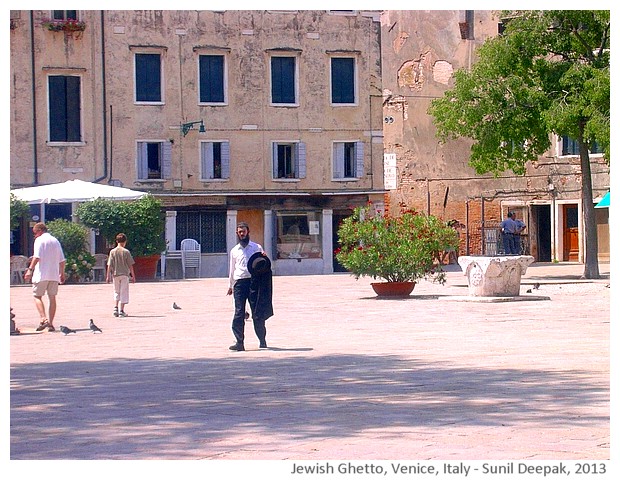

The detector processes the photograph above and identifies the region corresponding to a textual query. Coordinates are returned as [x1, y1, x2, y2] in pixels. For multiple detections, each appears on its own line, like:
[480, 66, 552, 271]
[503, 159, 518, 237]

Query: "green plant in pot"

• • •

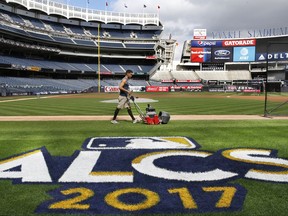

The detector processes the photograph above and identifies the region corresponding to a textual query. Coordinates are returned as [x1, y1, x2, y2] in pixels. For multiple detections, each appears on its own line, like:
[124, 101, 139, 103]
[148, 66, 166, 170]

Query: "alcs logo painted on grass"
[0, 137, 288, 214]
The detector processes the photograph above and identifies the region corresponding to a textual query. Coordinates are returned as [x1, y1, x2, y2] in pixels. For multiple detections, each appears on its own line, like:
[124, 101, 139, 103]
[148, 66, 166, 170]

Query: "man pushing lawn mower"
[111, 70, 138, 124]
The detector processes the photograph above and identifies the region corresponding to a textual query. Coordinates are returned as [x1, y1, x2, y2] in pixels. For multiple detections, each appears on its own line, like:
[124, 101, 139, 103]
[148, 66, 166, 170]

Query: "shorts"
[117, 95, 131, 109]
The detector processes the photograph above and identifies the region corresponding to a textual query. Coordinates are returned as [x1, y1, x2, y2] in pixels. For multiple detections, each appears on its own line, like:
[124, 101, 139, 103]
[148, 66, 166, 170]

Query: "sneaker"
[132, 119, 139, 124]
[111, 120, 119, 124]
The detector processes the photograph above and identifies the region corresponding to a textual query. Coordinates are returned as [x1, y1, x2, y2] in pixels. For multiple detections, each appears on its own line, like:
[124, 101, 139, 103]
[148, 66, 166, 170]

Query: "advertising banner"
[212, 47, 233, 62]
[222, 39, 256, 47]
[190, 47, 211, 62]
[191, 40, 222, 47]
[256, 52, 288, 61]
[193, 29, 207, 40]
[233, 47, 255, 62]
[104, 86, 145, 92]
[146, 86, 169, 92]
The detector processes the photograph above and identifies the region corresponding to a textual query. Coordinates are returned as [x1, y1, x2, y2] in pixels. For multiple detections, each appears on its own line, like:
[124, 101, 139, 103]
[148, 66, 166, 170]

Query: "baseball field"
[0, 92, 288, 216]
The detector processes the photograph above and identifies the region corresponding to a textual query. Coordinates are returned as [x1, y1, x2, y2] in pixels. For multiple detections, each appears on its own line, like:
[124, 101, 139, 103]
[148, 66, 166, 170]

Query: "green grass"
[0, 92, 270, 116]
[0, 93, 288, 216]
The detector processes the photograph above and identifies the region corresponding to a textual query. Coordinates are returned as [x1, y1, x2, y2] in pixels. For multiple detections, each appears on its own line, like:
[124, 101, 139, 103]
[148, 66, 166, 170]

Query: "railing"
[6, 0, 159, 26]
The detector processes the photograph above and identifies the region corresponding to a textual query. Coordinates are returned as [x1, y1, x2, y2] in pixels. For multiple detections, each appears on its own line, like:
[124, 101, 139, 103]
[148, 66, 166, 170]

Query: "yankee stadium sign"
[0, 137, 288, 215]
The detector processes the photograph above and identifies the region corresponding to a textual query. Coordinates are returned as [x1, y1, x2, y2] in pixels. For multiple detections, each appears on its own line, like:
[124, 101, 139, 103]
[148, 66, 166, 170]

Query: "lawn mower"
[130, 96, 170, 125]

• • •

Wypisz każdy wiersz materiału zawierający ciąg „mower”. Wielkość liter ma znaczenie.

* ROZWIĄZANIE ZADANIA
Query: "man pushing lawn mower"
Query: "lawn mower"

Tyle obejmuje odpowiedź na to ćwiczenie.